**AVAILABLE DATA:**
####

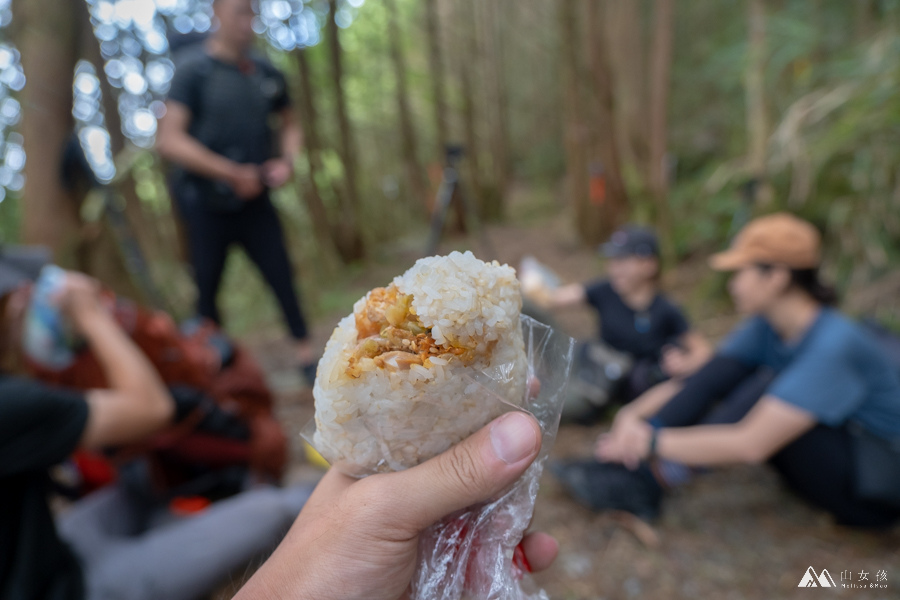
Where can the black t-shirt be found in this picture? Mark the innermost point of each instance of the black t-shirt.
(39, 427)
(641, 334)
(231, 107)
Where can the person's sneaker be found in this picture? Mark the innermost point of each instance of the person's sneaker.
(309, 372)
(610, 486)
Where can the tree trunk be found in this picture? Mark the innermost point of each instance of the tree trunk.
(497, 102)
(467, 51)
(628, 68)
(415, 175)
(328, 234)
(436, 66)
(608, 195)
(351, 240)
(577, 182)
(660, 69)
(105, 254)
(48, 42)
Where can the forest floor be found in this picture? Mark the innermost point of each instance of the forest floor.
(735, 533)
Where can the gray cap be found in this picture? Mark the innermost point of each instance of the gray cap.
(631, 240)
(20, 264)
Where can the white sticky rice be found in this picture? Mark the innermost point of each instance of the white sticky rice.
(391, 419)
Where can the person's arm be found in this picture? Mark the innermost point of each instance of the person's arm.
(630, 424)
(358, 538)
(692, 353)
(137, 403)
(174, 143)
(650, 402)
(573, 294)
(277, 171)
(768, 427)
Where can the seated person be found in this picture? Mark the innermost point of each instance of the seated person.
(830, 396)
(635, 316)
(97, 549)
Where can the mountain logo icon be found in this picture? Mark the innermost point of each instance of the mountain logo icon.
(810, 579)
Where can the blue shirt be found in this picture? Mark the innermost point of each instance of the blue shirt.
(836, 372)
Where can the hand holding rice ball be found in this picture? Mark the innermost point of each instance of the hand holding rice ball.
(397, 382)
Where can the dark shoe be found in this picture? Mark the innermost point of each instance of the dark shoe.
(610, 486)
(309, 372)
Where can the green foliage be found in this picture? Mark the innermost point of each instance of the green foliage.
(10, 218)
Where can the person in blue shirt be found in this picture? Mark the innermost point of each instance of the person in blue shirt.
(829, 385)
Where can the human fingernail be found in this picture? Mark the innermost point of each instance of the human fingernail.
(513, 437)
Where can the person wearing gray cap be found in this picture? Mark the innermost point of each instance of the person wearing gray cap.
(635, 317)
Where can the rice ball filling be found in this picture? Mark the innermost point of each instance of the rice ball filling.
(396, 384)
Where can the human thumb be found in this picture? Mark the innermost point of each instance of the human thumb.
(473, 471)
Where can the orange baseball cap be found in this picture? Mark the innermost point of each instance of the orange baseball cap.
(776, 239)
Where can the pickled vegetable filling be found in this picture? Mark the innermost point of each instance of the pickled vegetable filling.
(391, 335)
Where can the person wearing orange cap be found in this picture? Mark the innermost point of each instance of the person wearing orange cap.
(828, 418)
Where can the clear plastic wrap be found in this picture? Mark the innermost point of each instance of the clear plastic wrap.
(473, 554)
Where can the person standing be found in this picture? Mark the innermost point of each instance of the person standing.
(218, 134)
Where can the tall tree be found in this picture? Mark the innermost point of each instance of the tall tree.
(47, 32)
(497, 103)
(575, 137)
(609, 198)
(628, 68)
(436, 66)
(660, 70)
(351, 239)
(467, 57)
(329, 234)
(102, 254)
(418, 185)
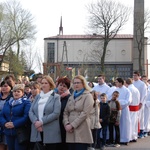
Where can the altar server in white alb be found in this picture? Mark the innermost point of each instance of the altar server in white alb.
(146, 108)
(125, 98)
(141, 86)
(102, 87)
(134, 109)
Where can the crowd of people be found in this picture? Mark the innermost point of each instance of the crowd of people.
(73, 114)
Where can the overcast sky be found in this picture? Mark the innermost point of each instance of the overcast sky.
(47, 15)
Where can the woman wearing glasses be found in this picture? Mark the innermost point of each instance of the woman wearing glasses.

####

**EXERCISE:**
The reply should hold every line of the records unchanged and no pictures.

**RESPONSE BOX:**
Where can the black t-shirt be found in this picture? Mark the innermost point of each instance of the black t-shirt.
(39, 427)
(641, 334)
(231, 107)
Where can the person's sneaker be found in this picture? Mark the innermost point of each instance of the person's sneaker.
(309, 372)
(610, 486)
Where can the tree trunk be found in this picture? Mark the innermost point of each instance of the tree trunk.
(497, 102)
(467, 51)
(628, 68)
(415, 175)
(328, 234)
(436, 66)
(608, 195)
(351, 240)
(577, 182)
(660, 69)
(105, 254)
(48, 42)
Where can the forest floor be found in this picture? Mark the innermost point of each instance of the forest floor.
(735, 533)
Where can the gray cap be found in this picture? Mark the innermost point of each instance of the gray cap.
(631, 240)
(20, 264)
Where can the white sticky rice be found in this picture? Mark the innermost point of each instance of the white sticky rice.
(391, 419)
Where can the person's arm be found in this picture? Mark the innermost point of each instance of the person's arm.
(630, 424)
(358, 538)
(692, 353)
(137, 403)
(174, 143)
(650, 402)
(573, 294)
(277, 171)
(768, 427)
Where can the seated person be found in this picture? Mark the innermost point of each instance of the seated person.
(830, 396)
(635, 316)
(97, 549)
Where can the mountain logo icon be found in this picture? Mark the innermost point of each instance of the mountain logo icon.
(810, 579)
Where can the blue shirt be found in this picture? Mark the innermost point of each instance of the blue shirt.
(836, 372)
Where can the hand holding rice ball be found in this picture? Mark the innermost point of each instance of the hand holding rice ball.
(397, 382)
Where can the dark shoe be found in this picture? Mark the innermost point of each instance of the dark shoe.
(610, 486)
(309, 372)
Where can the green foliage be found in this picture? Mark the innermost point of each instance of the green foliage.
(10, 218)
Where can the person in blue shirt be found in this picture? Mark the innermost point of each instance of the person in blue shirt.
(829, 385)
Where can the human fingernail be found in this picture? Mark the innermost point of each instance of the human fingernail.
(513, 437)
Where can the person wearing gray cap be found in this picture? Mark the innermost point of each instance of the person wearing gray cap.
(635, 317)
Where can the rice ball filling be found in this picture? Mark the innermost point of each instance of the rice ball filling.
(396, 384)
Where can the human thumb be found in this picture? Mark the innermost point of each instance of the human thumb.
(473, 471)
Where can the orange baseball cap be found in this picture? Mark the innermost point of each instance of the orange baseball cap.
(776, 239)
Where can the pickled vegetable filling be found in this picture? Mark the innermost point of each instance of the pickled vegetable filling.
(391, 335)
Where can the person wearing orange cap be found in this picture? Mark the innermost point of each instance of the person wearing orange cap.
(828, 418)
Where can the clear plastic wrap be found in this picture? Mark the innermost point of each instance of the clear plastic wrap.
(473, 554)
Where can the person standing be found in this picture? Mark the innermost point of each instance of the person standing.
(218, 134)
Where can the tall tree be found in this picture? Mark the innermost point of each instance of the tall tree.
(47, 32)
(497, 103)
(575, 137)
(609, 198)
(628, 68)
(436, 66)
(660, 70)
(351, 239)
(467, 57)
(329, 234)
(102, 254)
(418, 185)
Where can the altar server in white alb be found in this picture? Mark the innermost point of each instance of the altar server in white alb.
(146, 108)
(125, 98)
(141, 86)
(102, 87)
(134, 109)
Where can the crowd of people be found in this picture? Mark the innermost point of each instance of the crowd of people.
(73, 114)
Where can the overcast sky be found in this picture? Mark the innermost point of each instance of the overcast sky.
(47, 15)
Where can the woman wearing glasses be found in this picture? Mark the innermost point of each instance of the woman wearing glasses.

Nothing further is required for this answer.